# Problem to solve
Return, from the data that follows, each line that holds the word "Where".

[Natural-language object grounding data]
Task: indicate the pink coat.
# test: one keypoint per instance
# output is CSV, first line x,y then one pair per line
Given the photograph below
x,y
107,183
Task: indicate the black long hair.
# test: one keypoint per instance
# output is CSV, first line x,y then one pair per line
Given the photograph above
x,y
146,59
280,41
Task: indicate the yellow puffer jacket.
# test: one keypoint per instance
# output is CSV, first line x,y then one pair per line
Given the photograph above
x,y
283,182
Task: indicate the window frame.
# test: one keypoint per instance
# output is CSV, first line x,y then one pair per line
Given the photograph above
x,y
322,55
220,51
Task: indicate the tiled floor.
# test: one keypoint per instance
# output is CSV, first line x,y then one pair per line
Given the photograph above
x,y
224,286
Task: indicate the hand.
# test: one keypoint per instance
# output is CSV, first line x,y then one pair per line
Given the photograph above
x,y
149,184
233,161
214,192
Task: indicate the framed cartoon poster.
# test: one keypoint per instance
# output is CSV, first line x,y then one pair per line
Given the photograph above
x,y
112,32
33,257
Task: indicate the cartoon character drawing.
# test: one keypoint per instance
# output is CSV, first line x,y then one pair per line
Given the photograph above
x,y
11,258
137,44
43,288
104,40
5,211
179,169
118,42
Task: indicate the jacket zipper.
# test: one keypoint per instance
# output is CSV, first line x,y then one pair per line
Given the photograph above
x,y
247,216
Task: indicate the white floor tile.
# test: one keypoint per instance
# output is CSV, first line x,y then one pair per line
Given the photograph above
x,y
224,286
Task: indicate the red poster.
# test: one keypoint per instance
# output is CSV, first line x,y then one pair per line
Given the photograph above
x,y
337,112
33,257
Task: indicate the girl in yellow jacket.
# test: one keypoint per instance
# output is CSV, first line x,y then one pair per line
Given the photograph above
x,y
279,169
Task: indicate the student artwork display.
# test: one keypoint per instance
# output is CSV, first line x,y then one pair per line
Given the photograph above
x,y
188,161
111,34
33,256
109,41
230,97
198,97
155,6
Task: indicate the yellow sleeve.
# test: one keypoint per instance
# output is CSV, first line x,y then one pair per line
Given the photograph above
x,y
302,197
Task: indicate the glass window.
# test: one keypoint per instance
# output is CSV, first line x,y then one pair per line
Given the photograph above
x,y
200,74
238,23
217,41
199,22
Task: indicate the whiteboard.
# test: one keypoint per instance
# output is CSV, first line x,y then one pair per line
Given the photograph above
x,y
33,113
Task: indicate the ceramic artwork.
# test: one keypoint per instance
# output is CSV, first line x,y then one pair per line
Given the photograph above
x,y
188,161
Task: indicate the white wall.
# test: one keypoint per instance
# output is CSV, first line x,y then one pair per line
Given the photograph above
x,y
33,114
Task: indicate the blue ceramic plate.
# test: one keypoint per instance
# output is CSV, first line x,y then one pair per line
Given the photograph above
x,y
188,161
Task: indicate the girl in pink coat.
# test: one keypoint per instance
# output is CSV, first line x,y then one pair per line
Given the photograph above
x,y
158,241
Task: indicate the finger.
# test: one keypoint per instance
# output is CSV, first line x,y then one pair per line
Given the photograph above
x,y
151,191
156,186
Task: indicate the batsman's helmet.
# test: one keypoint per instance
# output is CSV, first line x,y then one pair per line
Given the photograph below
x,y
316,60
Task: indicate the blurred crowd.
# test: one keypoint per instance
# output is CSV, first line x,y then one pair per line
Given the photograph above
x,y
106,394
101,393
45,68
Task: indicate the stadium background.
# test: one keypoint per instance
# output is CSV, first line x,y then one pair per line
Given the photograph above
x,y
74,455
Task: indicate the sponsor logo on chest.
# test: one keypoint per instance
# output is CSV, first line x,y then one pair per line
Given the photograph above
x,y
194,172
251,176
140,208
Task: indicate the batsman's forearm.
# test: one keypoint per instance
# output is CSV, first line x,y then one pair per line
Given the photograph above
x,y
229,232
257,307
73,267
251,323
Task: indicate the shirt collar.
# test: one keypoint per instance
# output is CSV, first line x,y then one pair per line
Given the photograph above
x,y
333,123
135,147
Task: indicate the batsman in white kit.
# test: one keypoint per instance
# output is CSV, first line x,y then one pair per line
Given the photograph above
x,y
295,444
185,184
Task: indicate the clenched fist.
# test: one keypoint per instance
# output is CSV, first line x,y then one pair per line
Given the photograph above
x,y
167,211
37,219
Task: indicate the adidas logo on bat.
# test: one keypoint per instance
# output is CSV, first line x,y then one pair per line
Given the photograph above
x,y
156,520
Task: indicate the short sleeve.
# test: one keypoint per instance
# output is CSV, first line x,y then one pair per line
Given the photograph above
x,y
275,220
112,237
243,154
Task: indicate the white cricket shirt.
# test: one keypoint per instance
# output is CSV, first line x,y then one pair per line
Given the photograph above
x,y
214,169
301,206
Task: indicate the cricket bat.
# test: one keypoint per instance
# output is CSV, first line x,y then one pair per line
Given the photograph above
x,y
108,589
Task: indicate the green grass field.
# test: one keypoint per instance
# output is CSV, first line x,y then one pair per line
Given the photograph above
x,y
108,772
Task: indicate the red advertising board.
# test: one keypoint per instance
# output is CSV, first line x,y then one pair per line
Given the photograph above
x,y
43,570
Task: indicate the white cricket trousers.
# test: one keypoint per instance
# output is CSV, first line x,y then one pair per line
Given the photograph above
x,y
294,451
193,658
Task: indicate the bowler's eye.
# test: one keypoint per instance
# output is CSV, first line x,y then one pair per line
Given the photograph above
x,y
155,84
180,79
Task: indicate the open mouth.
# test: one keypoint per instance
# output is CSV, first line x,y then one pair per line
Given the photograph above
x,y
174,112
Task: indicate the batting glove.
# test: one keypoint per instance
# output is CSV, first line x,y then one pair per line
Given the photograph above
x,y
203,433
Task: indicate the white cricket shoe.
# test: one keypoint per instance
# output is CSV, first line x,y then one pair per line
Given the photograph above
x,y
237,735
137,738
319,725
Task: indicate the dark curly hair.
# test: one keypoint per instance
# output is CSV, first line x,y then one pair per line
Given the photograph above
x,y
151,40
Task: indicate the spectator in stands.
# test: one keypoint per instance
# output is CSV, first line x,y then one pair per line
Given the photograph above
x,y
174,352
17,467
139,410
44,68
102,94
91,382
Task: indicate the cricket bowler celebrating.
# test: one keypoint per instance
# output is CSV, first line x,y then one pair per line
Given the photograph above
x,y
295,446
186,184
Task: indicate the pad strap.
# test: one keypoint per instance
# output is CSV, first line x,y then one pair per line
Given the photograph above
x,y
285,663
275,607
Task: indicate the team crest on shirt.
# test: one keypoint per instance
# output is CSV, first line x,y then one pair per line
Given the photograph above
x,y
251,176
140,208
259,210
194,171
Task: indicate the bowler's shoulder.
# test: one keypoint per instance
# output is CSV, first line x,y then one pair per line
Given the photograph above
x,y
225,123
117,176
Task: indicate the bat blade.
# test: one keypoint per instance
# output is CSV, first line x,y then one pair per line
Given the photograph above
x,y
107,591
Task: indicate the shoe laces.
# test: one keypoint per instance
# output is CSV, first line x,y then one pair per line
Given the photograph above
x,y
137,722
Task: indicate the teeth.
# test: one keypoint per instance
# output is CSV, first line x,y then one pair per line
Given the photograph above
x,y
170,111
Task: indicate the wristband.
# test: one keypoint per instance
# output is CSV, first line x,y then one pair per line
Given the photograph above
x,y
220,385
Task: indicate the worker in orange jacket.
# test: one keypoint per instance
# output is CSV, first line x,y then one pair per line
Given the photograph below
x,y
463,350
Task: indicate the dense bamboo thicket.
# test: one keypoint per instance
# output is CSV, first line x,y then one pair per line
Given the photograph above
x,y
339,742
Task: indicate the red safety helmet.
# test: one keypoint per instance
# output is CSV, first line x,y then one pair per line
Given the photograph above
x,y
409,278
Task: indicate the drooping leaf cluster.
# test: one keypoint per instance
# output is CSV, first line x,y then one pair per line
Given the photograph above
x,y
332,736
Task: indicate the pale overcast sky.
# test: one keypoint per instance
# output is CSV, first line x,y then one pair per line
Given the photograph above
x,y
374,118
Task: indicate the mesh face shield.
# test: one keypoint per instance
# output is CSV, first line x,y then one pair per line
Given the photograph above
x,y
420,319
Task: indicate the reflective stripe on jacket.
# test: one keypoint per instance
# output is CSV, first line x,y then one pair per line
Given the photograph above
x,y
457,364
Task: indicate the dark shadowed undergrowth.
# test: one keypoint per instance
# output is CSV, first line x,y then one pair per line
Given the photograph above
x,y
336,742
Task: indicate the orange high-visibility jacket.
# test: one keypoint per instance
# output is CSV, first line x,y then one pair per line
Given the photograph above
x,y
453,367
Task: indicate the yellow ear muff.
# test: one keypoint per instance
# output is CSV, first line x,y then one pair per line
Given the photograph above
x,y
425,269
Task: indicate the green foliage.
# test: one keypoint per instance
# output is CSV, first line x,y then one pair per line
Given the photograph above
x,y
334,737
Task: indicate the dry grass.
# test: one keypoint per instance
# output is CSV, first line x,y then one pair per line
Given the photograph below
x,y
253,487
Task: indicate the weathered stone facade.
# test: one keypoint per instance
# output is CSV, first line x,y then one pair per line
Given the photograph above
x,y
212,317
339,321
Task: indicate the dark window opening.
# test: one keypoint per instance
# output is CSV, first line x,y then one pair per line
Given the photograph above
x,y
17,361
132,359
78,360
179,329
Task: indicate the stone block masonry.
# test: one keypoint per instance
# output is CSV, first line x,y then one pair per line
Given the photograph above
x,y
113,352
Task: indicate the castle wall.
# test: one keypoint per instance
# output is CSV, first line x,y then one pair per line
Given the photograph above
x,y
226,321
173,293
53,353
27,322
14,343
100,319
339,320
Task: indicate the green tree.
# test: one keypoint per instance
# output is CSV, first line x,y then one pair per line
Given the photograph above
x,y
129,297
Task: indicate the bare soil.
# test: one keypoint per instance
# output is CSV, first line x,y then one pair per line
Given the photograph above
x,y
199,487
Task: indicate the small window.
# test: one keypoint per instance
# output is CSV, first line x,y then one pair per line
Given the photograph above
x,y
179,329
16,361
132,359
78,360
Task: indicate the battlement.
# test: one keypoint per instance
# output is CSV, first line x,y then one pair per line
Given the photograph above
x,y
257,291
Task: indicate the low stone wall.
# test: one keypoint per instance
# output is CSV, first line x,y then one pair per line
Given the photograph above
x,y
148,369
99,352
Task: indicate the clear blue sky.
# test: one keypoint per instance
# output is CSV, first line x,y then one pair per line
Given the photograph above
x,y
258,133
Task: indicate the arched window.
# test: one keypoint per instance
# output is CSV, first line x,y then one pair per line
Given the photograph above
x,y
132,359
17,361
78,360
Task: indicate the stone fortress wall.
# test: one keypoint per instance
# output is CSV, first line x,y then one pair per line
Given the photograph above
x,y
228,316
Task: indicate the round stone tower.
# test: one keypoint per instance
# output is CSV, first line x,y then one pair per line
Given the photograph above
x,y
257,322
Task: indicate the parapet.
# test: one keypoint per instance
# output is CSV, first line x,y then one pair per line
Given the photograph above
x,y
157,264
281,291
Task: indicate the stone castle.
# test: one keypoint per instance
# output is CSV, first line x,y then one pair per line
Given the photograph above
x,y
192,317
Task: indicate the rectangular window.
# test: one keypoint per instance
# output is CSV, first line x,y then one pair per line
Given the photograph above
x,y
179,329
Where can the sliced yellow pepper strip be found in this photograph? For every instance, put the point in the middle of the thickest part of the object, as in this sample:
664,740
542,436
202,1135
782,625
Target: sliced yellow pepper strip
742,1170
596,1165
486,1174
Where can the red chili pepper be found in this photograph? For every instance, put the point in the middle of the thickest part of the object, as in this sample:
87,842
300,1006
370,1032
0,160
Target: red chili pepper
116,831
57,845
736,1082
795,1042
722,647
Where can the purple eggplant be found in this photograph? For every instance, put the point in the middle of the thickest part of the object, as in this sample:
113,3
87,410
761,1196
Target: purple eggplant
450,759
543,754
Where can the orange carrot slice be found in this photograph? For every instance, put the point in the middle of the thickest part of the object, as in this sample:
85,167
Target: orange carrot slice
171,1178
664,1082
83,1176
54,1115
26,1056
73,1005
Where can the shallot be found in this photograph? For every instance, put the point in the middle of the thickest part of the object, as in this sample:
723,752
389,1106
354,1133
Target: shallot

# Solved exercise
Where can the sliced yellow pepper strip be found in this photograph? For every instance, put the point in the middle of the thickest part of the object, as in this sample:
Where can the red chili pepper be found in this photograph? For every instance, put the point in the middle of the thickest part of the object, as in this sample:
Where can the purple eggplant be found in this photograph? For every instance, put the point in the middle of the thickest part of the object, as in this sample:
Where can the orange carrot slice be found in this photograph? For every instance, put the point in the middle of the thickest part of the object, as in this sample:
Where can the shallot be found in this photograph? For every instance, put the point in the middle of the thickest part of the object, as in this sample:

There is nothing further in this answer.